*** EXTRACTED TEXT Section Begins ***

Teachers Gain Access to Vaccinations Critical to School Reopening
Ten percent of available vaccines will be reserved for teachers and other school staff beginning this month as part of Phase 1B of California’s vaccination rollout, Governor Gavin Newsom announced on Feb. 19. Teachers have been prioritized for early vaccinations in an effort to reopen schools and resume in-person teaching as soon as possible.
The impact has already been significant for Pali.
Forty-one percent of Pali teachers have received their first doses of the COVID-19 vaccine and eight percent have received both doses as of March 12, according to a Pali United Teachers Los Angeles (P-UTLA) survey.
Teachers can schedule appointments through the state vaccine website using a special code identifying them as eligible educators. The codes are doled out by the state to county education offices, which then allot them among local districts and child-care centers for delivery to school staff.
Pali English teacher and P-UTLA co-chair Stephen Klima received a code from a colleague, which allowed him to schedule appointments for both doses of the Pfizer vaccine.

*** EXTRACTED TEXT Section Ends ***
*** PROVIDED RECORDS Section Begins ***

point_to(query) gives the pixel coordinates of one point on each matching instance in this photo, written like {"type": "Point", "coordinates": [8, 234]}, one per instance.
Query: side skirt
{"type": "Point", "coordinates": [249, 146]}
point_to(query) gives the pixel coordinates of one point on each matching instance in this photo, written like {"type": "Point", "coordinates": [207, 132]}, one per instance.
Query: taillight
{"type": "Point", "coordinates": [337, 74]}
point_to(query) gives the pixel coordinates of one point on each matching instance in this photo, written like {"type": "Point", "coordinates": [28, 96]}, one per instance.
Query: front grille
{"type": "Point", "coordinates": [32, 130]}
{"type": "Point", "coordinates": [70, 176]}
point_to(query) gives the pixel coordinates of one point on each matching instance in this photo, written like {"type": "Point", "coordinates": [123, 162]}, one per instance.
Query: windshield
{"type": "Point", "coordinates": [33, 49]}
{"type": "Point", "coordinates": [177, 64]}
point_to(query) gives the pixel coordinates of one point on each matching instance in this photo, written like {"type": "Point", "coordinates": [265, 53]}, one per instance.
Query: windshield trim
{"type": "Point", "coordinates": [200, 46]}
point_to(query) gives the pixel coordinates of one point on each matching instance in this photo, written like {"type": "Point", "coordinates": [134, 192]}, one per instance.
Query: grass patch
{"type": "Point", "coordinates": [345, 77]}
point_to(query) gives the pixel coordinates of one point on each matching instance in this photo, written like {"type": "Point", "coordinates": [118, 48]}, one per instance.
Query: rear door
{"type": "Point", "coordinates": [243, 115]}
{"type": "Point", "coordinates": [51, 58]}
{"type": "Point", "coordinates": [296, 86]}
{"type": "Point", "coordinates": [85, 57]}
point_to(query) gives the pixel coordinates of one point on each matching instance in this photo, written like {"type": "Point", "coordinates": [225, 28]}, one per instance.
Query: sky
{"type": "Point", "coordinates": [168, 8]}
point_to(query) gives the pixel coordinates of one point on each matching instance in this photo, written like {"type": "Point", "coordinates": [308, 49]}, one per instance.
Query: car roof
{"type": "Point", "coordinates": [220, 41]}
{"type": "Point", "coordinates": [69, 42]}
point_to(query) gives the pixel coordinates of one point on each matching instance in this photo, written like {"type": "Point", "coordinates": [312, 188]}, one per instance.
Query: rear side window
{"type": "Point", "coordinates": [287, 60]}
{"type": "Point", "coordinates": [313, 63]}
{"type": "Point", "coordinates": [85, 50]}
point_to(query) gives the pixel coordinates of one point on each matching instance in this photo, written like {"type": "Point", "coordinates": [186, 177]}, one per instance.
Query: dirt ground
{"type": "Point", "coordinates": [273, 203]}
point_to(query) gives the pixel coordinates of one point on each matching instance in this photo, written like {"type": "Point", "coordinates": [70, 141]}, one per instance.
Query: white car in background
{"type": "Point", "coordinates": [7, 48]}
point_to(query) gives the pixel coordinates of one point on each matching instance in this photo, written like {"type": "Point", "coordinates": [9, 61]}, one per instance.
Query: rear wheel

*** PROVIDED RECORDS Section Ends ***

-- WORK TO COMPLETE --
A – Answer these questions about the article on teacher vaccinations, one per line:
(i) What share of available vaccines will be reserved for teachers and other school staff?
(ii) As of March 12, what percent of Pali teachers had received both doses?
(iii) Who gave Stephen Klima his code?
B – Write out the article on teacher vaccinations from "Forty-one percent of" up to and including "Angeles (P-UTLA) survey.", substituting "poll" for "survey".

-- ANSWERS GIVEN --
A –
(i) Ten percent
(ii) Eight percent
(iii) A colleague

B –
Forty-one percent of Pali teachers have received their first doses of the COVID-19 vaccine and eight percent have received both doses as of March 12, according to a Pali United Teachers Los Angeles (P-UTLA) poll.